**List of tasks:**
a: From the Cub Cadet forum thread, extract everything from "Ya, I know how" down to "are working things.".
b: In the Cub Cadet forum thread, to which company was the Cub Cadet lawn tractor division sold, and in what year?

Ya, I know how you feel. I have a International Cub Cadet 682. All the places around here are proud of the parts they sell. My Kohler 17 hp engine does have problems. (Right now the points are bad in it.) All in all Cub Cadet's are working things.


----------



## 1961cuboriginal

Cub is great


----------



## jhngardner367

Cub Cadet lawn tractor division was sold to MTD ,in 1981.


----------



## Mickey

jhngardner367 said:


> Cub Cadet lawn tractor division was sold to MTD ,in 1981.


But the high end models are still built in the original Cub factory.

Have had my 32xx series model for about 10 yrs now and find I like it more than the previous JD 318. The Cub is a lot heavier than the equivalent JD and has way more grease fittings. The deck alone weighs 265# and has a doz grease fittings. Deck and trans use shaft drives.

Think I'll keep my Cub.


----------



## jhngardner367

True,they are made in the CC factory,and carry the CC name,....but they are still owned by MTD.


----------



## Mickey

Yes but they are not of the same qlty as those models built in the MTD factory that you find in the big box stores.

(Point annotation records)
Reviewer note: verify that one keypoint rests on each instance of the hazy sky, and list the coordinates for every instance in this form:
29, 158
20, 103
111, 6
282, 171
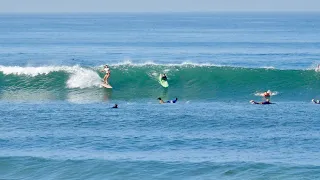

**Solved tasks:**
a:
Ya, I know how you feel. I have a International Cub Cadet 682. All the places around here are proud of the parts they sell. My Kohler 17 hp engine does have problems. (Right now the points are bad in it.) All in all Cub Cadet's are working things.

b: It was sold to MTD in 1981.